_Required work_:
**A)** What is the date of the Warrant Agreement named in the warrant statement?
**B)** Write the next part of the warrant statement, picking up after its last sentence.

_Document segment_:
[start]
This statement is neither a negotiable instrument nor a security, and delivery
of this statement does not itself confer any rights on the recipient.
Nevertheless, it should be kept with your important documents as a record of
your ownership of these securities.
Transfer ownership of your book-entry
warrants at any time by submitting the appropriate warrant transfer
documents to BNY Mellon Shareowner Services. Visit Mellon’s Investor
ServiceDirect online at xxx.xxxxxxxxx.xxx/xxxxxxxxxx/xxx,
or call 0-000-000-0000 to obtain transfer documents.
Transfer of your book-entry warrants
to your broker can be accomplished in one of two ways:
(1)
The fastest and easiest way - provide your broker with your Account Key at BNY
Mellon Shareowner Services, your Taxpayer Identification Number (TIN) and your
account registration information, and request that your broker initiate an
electronic transfer of your warrants, or
(2) Obtain
a “Broker-Dealer Authorization Form” by visiting xxx.xxxxxxxxx.xxx/xxxxxxxxxx/xxx,
or by calling 0-000-000-0000.
To sell any or all of your book-entry
warrants in your account at BNY Mellon Shareowner Services, visit xxx.xxxxxxxxx.xxx/xxxxxxxxxx/xxx,
phone toll free 0-000-000-0000 or simply check the appropriate “sell” box, sign
and date the attached sales coupon and mail it in the envelope
provided. By conducting a sale through this program, you agree that
this constitutes immediate enrollment in the program. Any sales of
book-entry shares are subject to Mellon’s Terms and Conditions.
The
Warrant Agreement, dated November 30, 2009 (the “Warrant Agreement”), between
Charter Communications, Inc. (the “Company”) and BNY Mellon Shareowner Services
LLC, as Warrant Agent (the “Warrant Agent”), is incorporated by reference into
and made a part of this statement and this statement is qualified in its
entirety by reference to the Warrant Agreement. A copy of the Warrant Agreement
may be inspected at the Warrant Agent’s office 000 Xxxxxxxxxx Xxxx, Xxxxxx Xxxx,
XX 00000, and is also available on the Company’s website at xxx.xxxxxxx.xxx. All
capitalized terms used but not defined herein shall have the meanings assigned
to them in the Warrant Agreement.
[end]
_Dataset entries_:
[start]
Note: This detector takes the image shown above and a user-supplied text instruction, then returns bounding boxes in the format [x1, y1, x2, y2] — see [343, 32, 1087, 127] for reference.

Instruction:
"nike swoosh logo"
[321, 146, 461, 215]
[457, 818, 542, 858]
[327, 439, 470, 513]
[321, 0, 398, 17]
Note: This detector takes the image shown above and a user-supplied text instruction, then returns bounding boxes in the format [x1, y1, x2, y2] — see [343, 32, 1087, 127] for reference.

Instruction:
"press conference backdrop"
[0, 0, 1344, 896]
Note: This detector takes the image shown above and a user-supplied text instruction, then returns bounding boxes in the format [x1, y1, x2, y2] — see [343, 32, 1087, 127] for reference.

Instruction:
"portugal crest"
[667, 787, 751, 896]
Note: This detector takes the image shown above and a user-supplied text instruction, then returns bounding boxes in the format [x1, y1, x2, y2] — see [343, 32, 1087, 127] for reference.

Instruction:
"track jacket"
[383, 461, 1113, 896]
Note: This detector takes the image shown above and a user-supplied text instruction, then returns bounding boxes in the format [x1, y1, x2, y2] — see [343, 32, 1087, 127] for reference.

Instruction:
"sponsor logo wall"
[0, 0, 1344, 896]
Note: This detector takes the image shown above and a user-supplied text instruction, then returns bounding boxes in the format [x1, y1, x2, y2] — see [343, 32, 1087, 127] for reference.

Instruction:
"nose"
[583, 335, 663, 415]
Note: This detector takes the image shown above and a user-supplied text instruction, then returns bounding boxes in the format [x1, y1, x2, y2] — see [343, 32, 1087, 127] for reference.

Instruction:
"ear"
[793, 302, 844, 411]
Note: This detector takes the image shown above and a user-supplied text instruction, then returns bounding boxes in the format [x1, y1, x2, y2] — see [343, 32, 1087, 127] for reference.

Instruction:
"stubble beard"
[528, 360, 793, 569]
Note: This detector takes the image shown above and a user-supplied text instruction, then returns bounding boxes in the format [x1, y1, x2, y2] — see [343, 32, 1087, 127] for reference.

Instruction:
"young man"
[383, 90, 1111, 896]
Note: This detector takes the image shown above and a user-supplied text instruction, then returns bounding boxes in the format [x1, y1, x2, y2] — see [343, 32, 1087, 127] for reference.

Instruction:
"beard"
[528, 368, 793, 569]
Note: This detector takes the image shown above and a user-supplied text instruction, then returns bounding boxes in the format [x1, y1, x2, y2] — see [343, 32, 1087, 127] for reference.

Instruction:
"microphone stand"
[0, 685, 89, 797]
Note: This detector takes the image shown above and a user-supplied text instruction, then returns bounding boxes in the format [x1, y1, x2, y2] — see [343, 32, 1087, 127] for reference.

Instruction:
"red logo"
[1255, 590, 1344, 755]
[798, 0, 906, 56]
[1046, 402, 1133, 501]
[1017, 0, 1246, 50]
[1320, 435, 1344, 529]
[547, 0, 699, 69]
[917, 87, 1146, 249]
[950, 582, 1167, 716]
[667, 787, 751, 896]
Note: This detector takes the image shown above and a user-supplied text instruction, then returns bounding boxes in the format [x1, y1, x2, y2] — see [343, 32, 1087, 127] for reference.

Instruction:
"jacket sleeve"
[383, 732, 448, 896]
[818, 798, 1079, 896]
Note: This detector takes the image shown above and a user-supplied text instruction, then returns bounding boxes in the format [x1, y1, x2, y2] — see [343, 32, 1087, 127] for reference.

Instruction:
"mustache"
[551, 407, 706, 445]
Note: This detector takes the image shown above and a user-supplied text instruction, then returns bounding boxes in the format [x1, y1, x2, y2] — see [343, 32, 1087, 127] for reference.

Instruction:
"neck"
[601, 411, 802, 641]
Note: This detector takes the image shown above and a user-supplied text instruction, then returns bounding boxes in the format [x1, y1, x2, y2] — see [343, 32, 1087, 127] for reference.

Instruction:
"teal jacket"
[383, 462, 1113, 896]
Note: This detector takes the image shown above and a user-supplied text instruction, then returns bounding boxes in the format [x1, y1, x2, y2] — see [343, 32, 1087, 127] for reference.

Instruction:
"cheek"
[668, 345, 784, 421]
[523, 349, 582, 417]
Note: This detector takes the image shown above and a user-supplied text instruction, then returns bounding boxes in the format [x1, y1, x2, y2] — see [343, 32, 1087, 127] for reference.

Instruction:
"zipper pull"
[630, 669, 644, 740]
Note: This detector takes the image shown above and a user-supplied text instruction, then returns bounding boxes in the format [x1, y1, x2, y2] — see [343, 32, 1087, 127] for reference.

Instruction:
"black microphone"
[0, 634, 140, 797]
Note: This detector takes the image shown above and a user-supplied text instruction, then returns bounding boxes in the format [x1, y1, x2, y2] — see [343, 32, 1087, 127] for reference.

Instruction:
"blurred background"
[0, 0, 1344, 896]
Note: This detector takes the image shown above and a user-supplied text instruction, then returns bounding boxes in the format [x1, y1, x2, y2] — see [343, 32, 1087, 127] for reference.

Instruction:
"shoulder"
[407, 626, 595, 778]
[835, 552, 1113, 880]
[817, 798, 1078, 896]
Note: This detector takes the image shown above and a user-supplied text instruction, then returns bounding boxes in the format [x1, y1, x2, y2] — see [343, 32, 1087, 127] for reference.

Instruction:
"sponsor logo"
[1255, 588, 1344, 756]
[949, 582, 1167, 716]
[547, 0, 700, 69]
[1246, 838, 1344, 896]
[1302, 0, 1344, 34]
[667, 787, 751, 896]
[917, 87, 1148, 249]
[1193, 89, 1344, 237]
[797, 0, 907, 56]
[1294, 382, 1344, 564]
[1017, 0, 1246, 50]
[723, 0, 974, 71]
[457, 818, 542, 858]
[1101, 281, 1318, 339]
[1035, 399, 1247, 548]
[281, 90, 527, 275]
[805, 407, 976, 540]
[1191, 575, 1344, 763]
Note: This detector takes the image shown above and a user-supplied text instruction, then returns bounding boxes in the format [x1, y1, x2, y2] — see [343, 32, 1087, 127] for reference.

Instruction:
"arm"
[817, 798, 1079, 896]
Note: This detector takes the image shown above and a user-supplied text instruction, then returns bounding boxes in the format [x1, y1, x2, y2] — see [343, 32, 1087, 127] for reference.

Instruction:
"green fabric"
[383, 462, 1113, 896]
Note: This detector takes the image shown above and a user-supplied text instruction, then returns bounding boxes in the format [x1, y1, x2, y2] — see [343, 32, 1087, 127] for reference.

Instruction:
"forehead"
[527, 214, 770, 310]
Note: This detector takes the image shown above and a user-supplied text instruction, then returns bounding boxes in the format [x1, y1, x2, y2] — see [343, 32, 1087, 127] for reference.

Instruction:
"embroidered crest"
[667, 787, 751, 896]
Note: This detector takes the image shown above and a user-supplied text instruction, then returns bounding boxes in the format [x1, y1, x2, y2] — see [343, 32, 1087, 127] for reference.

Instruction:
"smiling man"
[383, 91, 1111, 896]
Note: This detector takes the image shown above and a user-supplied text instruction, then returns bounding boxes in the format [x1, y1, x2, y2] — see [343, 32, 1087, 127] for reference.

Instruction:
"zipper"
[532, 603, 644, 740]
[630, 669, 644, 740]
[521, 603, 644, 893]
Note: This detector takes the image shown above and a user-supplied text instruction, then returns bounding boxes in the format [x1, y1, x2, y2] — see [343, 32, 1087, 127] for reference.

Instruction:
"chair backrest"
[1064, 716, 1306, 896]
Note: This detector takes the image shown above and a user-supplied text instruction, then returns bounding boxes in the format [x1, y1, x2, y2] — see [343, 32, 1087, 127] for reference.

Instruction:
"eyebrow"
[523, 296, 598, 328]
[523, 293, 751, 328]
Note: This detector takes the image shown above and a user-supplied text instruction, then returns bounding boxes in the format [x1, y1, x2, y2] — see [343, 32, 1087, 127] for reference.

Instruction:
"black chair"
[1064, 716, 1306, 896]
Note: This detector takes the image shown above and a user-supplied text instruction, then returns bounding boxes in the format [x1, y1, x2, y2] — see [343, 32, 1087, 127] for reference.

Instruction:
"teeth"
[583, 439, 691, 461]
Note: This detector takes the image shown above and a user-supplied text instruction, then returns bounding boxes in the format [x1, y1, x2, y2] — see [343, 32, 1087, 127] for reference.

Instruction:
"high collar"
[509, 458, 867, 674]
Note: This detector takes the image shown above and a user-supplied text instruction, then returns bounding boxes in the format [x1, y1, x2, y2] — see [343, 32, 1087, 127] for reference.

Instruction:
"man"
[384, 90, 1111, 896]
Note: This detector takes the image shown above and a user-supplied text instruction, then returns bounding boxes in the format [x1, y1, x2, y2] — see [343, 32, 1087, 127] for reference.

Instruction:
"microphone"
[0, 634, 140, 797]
[end]
_Responses per task_:
**A)** November 30, 2009.

**B)**
Book-Entry
Warrants may be exercised to purchase Warrant Shares from the Company from the
Effective Date through 5:00 p.m. New York City time on November 30, 2016 (the
“Expiration Date”), at an initial exercise price of $19.80 per whole share (as the
same may be adjusted pursuant to Article V of the Warrant Agreement, the
“Exercise Price”) multiplied by the number of Warrant Shares set forth
above. The Exercise Price and the number of Warrant Shares
purchasable upon exercise of the Warrants are subject to adjustment upon the
occurrence of certain events as set forth in the Warrant
Agreement. Subject to the terms and conditions set forth in the
Warrant Agreement, each Holder of a Book-Entry Warrant may exercise such
Book-Entry Warrant, in whole or from time to time in part, by: (1)
providing a properly completed and duly executed exercise form for the election
to exercise such Book Entry Warrants (the “Exercise Form”) to the Warrant Agent
in accordance with the instructions below, no later than 5:00 p.m., New York
City time, on the Expiration Date, and (2) in the case of an exercise for cash,
paying the applicable Exercise Amount to the Warrant Agent. In lieu
of paying the Exercise Amount as set forth in the preceding sentence, subject to
the provisions of the Warrant Agreement, each Book-Entry Warrant shall entitle
the Holder thereof, at the election of such Holder, to exercise such Book- Entry
Warrant on a net issuance basis in accordance with the procedures, terms and
conditions set forth in Section 4.5 of the Warrant Agreement.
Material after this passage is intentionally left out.